EP6 (DU-EP600)
Shimano's value-tier full-power motor: the EP801's 85 Nm punch and ~500 W ceiling poured into a cast-aluminium housing to hit a lower price, at the cost of roughly 400 g over the magnesium-cased flagship. On the dyno it gives away almost nothing.

Velomotion's EP6 test reports a 508 W peak but no cadence-resolved power curve, so the rpm sweet-spot is not measured for this unit. The shape shown is inferred from the mechanically identical EP801: strong from low cadence, broad mid-range, tailing off well before 120 rpm. Treat the rpm axis as indicative, not an EP6 measurement.
Shimano EP6 (DU-EP600) is the EP801 wearing cheaper clothes. Shimano launched it in 2022 as the mid-tier sibling to the flagship EP801, swapping the magnesium case for cast aluminium and accepting roughly 400 g of extra weight — 3.0 kg against Shimano's official 2.6 kg EP801 figure — in exchange for a lower OEM cost. The drive unit, sensors and tune underneath are effectively the same, and that shows on the test bench.

EXTRACTED ENTRIES:
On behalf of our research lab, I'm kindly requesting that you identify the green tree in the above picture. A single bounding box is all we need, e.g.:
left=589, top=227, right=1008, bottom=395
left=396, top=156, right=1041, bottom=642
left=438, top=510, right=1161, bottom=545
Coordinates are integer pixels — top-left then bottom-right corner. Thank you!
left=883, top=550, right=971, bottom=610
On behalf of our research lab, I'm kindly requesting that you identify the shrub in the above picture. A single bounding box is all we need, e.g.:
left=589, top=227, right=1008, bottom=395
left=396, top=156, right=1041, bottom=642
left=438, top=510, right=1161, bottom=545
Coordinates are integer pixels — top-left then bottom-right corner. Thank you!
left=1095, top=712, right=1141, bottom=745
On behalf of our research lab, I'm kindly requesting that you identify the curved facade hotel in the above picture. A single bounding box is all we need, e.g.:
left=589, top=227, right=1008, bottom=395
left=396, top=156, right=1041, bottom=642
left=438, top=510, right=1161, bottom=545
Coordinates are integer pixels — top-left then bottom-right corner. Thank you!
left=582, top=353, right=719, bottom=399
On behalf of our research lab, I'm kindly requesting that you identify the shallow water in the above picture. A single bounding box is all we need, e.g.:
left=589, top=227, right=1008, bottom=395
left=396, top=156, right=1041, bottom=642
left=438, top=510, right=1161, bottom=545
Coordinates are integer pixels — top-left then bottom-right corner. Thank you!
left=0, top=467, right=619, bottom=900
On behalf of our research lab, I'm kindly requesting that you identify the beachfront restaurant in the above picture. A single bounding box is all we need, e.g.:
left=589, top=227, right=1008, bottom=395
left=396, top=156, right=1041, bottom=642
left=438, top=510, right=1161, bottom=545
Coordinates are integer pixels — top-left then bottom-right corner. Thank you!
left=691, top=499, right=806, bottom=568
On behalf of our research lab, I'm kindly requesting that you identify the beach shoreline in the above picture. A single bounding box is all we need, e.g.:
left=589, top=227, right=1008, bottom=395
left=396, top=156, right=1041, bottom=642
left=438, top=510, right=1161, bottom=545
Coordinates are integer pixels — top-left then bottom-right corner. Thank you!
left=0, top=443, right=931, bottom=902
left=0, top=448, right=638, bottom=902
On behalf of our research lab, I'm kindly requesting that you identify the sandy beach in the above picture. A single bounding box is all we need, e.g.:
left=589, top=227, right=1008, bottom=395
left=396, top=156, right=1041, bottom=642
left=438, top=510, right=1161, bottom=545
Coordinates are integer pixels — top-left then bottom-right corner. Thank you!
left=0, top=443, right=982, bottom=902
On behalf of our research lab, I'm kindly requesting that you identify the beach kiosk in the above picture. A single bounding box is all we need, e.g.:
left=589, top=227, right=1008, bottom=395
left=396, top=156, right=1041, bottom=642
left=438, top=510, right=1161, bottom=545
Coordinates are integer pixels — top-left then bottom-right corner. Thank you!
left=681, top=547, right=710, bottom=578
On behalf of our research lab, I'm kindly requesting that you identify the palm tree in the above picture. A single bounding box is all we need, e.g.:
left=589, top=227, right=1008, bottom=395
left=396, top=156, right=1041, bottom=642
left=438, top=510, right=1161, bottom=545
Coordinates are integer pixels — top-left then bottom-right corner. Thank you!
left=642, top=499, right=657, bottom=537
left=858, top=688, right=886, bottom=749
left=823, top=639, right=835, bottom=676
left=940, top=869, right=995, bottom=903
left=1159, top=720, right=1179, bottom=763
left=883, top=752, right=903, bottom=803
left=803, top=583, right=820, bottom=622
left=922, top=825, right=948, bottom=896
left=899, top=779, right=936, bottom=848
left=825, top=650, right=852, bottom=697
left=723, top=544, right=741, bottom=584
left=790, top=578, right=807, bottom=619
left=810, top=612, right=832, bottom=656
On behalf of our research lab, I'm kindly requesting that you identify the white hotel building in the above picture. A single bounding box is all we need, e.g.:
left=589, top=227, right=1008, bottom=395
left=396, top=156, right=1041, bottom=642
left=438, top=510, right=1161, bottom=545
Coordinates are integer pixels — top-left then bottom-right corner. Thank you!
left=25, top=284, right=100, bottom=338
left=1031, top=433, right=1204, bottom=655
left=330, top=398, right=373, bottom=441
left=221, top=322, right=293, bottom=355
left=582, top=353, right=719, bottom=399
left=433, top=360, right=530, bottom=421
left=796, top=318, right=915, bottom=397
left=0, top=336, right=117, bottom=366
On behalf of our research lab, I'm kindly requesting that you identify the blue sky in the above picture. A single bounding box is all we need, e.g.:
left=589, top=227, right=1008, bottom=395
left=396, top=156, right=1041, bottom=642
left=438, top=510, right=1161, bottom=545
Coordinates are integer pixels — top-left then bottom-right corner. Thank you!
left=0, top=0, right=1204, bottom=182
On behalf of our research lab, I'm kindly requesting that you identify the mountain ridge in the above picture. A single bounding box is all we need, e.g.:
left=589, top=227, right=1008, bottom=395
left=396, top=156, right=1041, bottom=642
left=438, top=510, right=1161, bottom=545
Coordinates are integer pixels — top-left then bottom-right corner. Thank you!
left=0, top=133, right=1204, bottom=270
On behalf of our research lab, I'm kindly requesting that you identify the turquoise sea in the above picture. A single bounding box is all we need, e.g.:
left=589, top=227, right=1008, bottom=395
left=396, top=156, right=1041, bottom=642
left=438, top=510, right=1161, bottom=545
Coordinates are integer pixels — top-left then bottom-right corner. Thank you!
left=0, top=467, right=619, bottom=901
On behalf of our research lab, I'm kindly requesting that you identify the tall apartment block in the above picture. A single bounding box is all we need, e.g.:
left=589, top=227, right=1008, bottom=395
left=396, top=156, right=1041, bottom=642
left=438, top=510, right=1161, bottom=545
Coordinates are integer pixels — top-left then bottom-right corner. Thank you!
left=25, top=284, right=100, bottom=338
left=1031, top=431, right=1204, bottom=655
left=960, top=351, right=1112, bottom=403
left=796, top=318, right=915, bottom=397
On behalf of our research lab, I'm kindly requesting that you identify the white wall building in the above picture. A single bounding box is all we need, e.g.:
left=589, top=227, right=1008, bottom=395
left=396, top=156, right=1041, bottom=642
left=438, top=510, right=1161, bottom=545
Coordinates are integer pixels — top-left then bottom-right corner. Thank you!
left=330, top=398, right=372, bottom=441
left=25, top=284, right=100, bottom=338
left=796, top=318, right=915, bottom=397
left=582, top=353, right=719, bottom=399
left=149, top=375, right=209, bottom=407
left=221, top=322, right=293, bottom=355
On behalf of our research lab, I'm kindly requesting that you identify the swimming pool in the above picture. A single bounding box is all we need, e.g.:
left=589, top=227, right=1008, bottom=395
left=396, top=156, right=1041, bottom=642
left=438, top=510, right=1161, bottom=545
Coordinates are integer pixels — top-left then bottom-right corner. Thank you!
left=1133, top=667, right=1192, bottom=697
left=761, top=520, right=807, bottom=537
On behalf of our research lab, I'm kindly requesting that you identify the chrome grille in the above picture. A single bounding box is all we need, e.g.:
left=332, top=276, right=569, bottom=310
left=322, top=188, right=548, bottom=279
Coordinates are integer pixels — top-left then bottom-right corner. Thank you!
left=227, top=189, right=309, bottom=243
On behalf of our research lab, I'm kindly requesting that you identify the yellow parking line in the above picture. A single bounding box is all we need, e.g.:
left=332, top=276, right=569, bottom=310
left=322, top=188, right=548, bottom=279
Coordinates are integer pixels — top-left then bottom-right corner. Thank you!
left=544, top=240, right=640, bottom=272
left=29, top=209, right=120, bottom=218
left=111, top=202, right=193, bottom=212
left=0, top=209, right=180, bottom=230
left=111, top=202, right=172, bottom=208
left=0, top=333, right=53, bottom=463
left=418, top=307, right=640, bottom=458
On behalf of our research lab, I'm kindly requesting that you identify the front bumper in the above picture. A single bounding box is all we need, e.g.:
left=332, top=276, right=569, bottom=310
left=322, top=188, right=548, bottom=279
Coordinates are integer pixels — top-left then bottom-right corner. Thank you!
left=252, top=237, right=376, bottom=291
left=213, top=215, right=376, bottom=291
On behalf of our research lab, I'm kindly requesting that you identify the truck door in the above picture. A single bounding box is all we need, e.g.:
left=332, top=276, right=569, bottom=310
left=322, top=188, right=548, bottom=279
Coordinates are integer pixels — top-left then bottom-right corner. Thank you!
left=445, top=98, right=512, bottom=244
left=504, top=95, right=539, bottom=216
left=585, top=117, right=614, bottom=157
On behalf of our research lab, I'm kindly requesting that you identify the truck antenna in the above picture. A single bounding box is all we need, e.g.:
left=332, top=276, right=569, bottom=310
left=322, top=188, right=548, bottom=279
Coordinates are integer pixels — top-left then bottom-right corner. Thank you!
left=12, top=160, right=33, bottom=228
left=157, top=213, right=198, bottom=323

WHAT YOU NEED TO DO:
(1) In the EP6 motor text, what peak power did Velomotion's test record?
(2) List each distinct figure with a unit of measure that the EP6 motor text gives.
The material was taken from a source unrelated to the EP6 motor text.

EXERCISE SOLUTIONS:
(1) 508 W

(2) 85 Nm, about 500 W, roughly 400 g, 508 W, 120 rpm, 3.0 kg, 2.6 kg